Saved data entries:

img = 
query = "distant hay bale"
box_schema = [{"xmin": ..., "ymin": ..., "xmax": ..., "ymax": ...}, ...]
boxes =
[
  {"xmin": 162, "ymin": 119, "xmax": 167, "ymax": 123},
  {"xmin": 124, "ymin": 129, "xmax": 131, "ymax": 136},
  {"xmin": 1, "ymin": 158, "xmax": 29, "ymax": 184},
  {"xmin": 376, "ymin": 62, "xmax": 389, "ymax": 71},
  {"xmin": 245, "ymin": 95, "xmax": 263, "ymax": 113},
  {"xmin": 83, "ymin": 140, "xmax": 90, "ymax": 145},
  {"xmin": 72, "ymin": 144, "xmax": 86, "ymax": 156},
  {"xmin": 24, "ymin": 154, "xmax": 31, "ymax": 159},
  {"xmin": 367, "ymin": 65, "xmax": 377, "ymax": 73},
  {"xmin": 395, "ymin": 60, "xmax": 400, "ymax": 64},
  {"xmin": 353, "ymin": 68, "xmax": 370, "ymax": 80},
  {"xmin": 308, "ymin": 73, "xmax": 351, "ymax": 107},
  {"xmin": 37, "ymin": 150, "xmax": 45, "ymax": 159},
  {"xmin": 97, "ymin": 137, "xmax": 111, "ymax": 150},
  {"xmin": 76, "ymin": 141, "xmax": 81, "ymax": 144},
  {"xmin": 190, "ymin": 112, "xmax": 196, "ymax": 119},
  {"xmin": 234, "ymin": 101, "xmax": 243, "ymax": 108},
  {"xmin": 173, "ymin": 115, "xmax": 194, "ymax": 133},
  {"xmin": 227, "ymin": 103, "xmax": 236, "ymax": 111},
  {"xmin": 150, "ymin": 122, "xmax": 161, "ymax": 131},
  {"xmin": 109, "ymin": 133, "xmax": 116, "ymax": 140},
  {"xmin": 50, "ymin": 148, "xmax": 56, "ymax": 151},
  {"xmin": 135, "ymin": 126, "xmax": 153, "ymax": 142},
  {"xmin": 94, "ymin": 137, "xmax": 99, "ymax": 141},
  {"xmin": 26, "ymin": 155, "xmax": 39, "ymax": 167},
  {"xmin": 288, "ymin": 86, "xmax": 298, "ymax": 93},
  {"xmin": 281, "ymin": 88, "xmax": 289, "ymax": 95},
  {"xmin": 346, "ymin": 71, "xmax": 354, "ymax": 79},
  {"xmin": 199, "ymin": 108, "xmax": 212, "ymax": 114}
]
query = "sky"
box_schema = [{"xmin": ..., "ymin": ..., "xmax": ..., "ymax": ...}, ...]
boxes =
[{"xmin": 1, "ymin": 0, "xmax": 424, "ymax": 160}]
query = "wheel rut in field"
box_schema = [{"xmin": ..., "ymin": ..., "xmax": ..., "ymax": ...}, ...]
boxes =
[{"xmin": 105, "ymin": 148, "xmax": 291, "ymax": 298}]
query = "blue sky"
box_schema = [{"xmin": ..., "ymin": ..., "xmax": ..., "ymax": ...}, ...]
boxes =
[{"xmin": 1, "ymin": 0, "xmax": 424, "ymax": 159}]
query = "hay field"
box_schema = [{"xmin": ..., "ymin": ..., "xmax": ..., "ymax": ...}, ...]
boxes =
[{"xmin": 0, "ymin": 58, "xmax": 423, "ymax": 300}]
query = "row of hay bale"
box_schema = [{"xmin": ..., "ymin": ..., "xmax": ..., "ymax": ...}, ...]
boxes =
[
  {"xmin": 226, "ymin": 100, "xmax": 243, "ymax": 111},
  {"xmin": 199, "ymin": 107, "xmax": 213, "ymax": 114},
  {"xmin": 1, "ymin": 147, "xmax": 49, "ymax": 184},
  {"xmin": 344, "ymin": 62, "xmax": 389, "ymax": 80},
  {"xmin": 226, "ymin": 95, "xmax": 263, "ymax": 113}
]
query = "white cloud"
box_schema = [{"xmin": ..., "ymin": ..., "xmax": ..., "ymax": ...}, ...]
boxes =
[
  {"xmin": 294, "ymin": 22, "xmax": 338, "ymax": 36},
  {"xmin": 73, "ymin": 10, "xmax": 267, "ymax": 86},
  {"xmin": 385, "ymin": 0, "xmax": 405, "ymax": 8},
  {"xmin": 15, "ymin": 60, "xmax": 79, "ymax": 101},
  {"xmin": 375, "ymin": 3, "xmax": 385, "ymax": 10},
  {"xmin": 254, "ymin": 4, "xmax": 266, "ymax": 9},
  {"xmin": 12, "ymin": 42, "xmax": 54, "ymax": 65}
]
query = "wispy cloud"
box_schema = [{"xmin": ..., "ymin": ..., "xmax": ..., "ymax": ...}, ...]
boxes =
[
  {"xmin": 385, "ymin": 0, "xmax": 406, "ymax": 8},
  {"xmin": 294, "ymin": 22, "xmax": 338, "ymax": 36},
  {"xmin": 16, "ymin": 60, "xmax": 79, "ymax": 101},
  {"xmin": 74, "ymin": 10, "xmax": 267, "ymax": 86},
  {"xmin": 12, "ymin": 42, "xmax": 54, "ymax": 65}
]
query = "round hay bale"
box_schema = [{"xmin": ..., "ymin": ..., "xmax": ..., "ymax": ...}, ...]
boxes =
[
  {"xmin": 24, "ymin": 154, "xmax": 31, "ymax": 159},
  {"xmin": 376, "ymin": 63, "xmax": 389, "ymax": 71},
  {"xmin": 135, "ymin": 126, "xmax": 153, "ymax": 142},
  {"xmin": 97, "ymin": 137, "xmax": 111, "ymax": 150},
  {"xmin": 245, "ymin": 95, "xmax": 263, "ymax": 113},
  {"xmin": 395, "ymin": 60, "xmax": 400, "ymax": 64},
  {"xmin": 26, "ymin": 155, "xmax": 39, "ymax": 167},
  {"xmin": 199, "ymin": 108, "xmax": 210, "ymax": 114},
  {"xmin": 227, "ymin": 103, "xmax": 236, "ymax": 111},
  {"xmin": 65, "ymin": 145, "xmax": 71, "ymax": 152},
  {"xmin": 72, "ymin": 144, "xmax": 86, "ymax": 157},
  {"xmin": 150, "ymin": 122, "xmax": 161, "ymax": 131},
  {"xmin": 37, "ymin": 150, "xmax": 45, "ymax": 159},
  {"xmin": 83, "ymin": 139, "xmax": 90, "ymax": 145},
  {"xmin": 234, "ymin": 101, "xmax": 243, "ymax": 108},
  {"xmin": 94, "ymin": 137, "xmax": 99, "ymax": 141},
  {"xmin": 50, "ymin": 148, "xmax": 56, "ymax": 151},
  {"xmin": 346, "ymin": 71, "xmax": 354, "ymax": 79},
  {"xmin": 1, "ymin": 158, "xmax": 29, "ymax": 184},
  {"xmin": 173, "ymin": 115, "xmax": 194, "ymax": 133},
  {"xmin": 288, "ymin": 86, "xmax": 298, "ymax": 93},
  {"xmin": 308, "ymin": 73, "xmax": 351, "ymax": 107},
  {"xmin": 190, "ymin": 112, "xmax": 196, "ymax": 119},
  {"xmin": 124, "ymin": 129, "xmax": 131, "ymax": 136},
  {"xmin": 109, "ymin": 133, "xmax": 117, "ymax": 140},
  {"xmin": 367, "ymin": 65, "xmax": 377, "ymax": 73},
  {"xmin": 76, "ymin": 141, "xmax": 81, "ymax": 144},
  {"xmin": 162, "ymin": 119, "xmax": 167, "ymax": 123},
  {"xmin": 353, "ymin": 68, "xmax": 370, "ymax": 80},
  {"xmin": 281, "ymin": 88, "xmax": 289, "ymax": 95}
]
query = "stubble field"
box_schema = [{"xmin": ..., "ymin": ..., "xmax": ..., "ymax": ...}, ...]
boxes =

▸ **TASK TO CARRY OUT**: Copy the entries exactly, leaving no line out.

▸ **EXPECTED OUTPUT**:
img = 
query = "distant hay bale"
box_schema = [{"xmin": ..., "ymin": ..., "xmax": ..., "ymax": ...}, ...]
boxes =
[
  {"xmin": 162, "ymin": 119, "xmax": 167, "ymax": 123},
  {"xmin": 124, "ymin": 129, "xmax": 131, "ymax": 136},
  {"xmin": 1, "ymin": 158, "xmax": 29, "ymax": 184},
  {"xmin": 376, "ymin": 62, "xmax": 389, "ymax": 71},
  {"xmin": 245, "ymin": 95, "xmax": 263, "ymax": 113},
  {"xmin": 83, "ymin": 140, "xmax": 90, "ymax": 145},
  {"xmin": 72, "ymin": 144, "xmax": 86, "ymax": 156},
  {"xmin": 24, "ymin": 154, "xmax": 31, "ymax": 159},
  {"xmin": 367, "ymin": 65, "xmax": 377, "ymax": 73},
  {"xmin": 395, "ymin": 60, "xmax": 400, "ymax": 64},
  {"xmin": 353, "ymin": 68, "xmax": 370, "ymax": 80},
  {"xmin": 308, "ymin": 73, "xmax": 351, "ymax": 107},
  {"xmin": 37, "ymin": 150, "xmax": 45, "ymax": 159},
  {"xmin": 97, "ymin": 137, "xmax": 111, "ymax": 150},
  {"xmin": 76, "ymin": 141, "xmax": 81, "ymax": 144},
  {"xmin": 190, "ymin": 112, "xmax": 196, "ymax": 119},
  {"xmin": 234, "ymin": 101, "xmax": 243, "ymax": 108},
  {"xmin": 173, "ymin": 115, "xmax": 194, "ymax": 133},
  {"xmin": 227, "ymin": 103, "xmax": 236, "ymax": 111},
  {"xmin": 150, "ymin": 122, "xmax": 161, "ymax": 131},
  {"xmin": 109, "ymin": 133, "xmax": 116, "ymax": 140},
  {"xmin": 50, "ymin": 148, "xmax": 56, "ymax": 151},
  {"xmin": 135, "ymin": 126, "xmax": 153, "ymax": 142},
  {"xmin": 94, "ymin": 137, "xmax": 99, "ymax": 141},
  {"xmin": 26, "ymin": 155, "xmax": 39, "ymax": 167},
  {"xmin": 288, "ymin": 86, "xmax": 298, "ymax": 93},
  {"xmin": 281, "ymin": 88, "xmax": 289, "ymax": 95},
  {"xmin": 346, "ymin": 71, "xmax": 354, "ymax": 79},
  {"xmin": 199, "ymin": 108, "xmax": 212, "ymax": 114}
]
query = "sky"
box_schema = [{"xmin": ..., "ymin": ..., "xmax": ..., "ymax": ...}, ...]
boxes =
[{"xmin": 1, "ymin": 0, "xmax": 424, "ymax": 160}]
query = "wheel rut in field"
box_schema = [{"xmin": ..., "ymin": ..., "xmax": ..., "ymax": ...}, ...]
boxes =
[{"xmin": 105, "ymin": 148, "xmax": 291, "ymax": 298}]
query = "blue sky"
box_schema = [{"xmin": ..., "ymin": ..., "xmax": ..., "ymax": ...}, ...]
boxes =
[{"xmin": 1, "ymin": 0, "xmax": 424, "ymax": 159}]
query = "hay field"
box_schema = [{"xmin": ..., "ymin": ..., "xmax": ..., "ymax": ...}, ...]
boxes =
[{"xmin": 0, "ymin": 58, "xmax": 423, "ymax": 300}]
query = "row of hay bale"
box_schema = [{"xmin": ..., "ymin": ..., "xmax": ..., "ymax": ...}, ...]
boxes =
[
  {"xmin": 226, "ymin": 100, "xmax": 243, "ymax": 111},
  {"xmin": 199, "ymin": 107, "xmax": 213, "ymax": 114},
  {"xmin": 1, "ymin": 147, "xmax": 49, "ymax": 184},
  {"xmin": 344, "ymin": 62, "xmax": 389, "ymax": 80},
  {"xmin": 226, "ymin": 95, "xmax": 263, "ymax": 113}
]
query = "white cloud"
box_schema = [{"xmin": ..., "ymin": ..., "xmax": ..., "ymax": ...}, ...]
boxes =
[
  {"xmin": 294, "ymin": 22, "xmax": 338, "ymax": 36},
  {"xmin": 73, "ymin": 10, "xmax": 267, "ymax": 86},
  {"xmin": 385, "ymin": 0, "xmax": 405, "ymax": 8},
  {"xmin": 15, "ymin": 60, "xmax": 79, "ymax": 101},
  {"xmin": 375, "ymin": 3, "xmax": 385, "ymax": 10},
  {"xmin": 254, "ymin": 4, "xmax": 266, "ymax": 9},
  {"xmin": 12, "ymin": 42, "xmax": 54, "ymax": 65}
]
query = "wispy cloud"
box_schema = [{"xmin": ..., "ymin": ..., "xmax": ..., "ymax": ...}, ...]
boxes =
[
  {"xmin": 385, "ymin": 0, "xmax": 406, "ymax": 8},
  {"xmin": 294, "ymin": 22, "xmax": 338, "ymax": 36},
  {"xmin": 16, "ymin": 60, "xmax": 79, "ymax": 101},
  {"xmin": 74, "ymin": 10, "xmax": 267, "ymax": 86},
  {"xmin": 12, "ymin": 42, "xmax": 54, "ymax": 65}
]
query = "round hay bale"
box_schema = [{"xmin": ..., "ymin": ..., "xmax": ..., "ymax": ...}, ...]
boxes =
[
  {"xmin": 24, "ymin": 154, "xmax": 31, "ymax": 159},
  {"xmin": 376, "ymin": 63, "xmax": 389, "ymax": 71},
  {"xmin": 135, "ymin": 126, "xmax": 153, "ymax": 142},
  {"xmin": 97, "ymin": 137, "xmax": 111, "ymax": 150},
  {"xmin": 245, "ymin": 95, "xmax": 263, "ymax": 113},
  {"xmin": 395, "ymin": 60, "xmax": 400, "ymax": 64},
  {"xmin": 26, "ymin": 155, "xmax": 39, "ymax": 167},
  {"xmin": 199, "ymin": 108, "xmax": 210, "ymax": 114},
  {"xmin": 227, "ymin": 103, "xmax": 236, "ymax": 111},
  {"xmin": 65, "ymin": 145, "xmax": 71, "ymax": 152},
  {"xmin": 72, "ymin": 144, "xmax": 86, "ymax": 157},
  {"xmin": 150, "ymin": 122, "xmax": 161, "ymax": 131},
  {"xmin": 37, "ymin": 150, "xmax": 45, "ymax": 159},
  {"xmin": 83, "ymin": 139, "xmax": 90, "ymax": 145},
  {"xmin": 234, "ymin": 101, "xmax": 243, "ymax": 108},
  {"xmin": 94, "ymin": 137, "xmax": 99, "ymax": 141},
  {"xmin": 50, "ymin": 148, "xmax": 56, "ymax": 151},
  {"xmin": 346, "ymin": 71, "xmax": 354, "ymax": 79},
  {"xmin": 1, "ymin": 158, "xmax": 29, "ymax": 184},
  {"xmin": 173, "ymin": 115, "xmax": 194, "ymax": 133},
  {"xmin": 288, "ymin": 86, "xmax": 298, "ymax": 93},
  {"xmin": 308, "ymin": 73, "xmax": 351, "ymax": 107},
  {"xmin": 190, "ymin": 112, "xmax": 196, "ymax": 119},
  {"xmin": 124, "ymin": 129, "xmax": 131, "ymax": 136},
  {"xmin": 109, "ymin": 133, "xmax": 117, "ymax": 140},
  {"xmin": 367, "ymin": 65, "xmax": 377, "ymax": 73},
  {"xmin": 76, "ymin": 141, "xmax": 81, "ymax": 144},
  {"xmin": 162, "ymin": 119, "xmax": 167, "ymax": 123},
  {"xmin": 353, "ymin": 68, "xmax": 370, "ymax": 80},
  {"xmin": 281, "ymin": 88, "xmax": 289, "ymax": 95}
]
query = "stubble field"
box_schema = [{"xmin": ..., "ymin": ..., "xmax": ..., "ymax": ...}, ...]
boxes =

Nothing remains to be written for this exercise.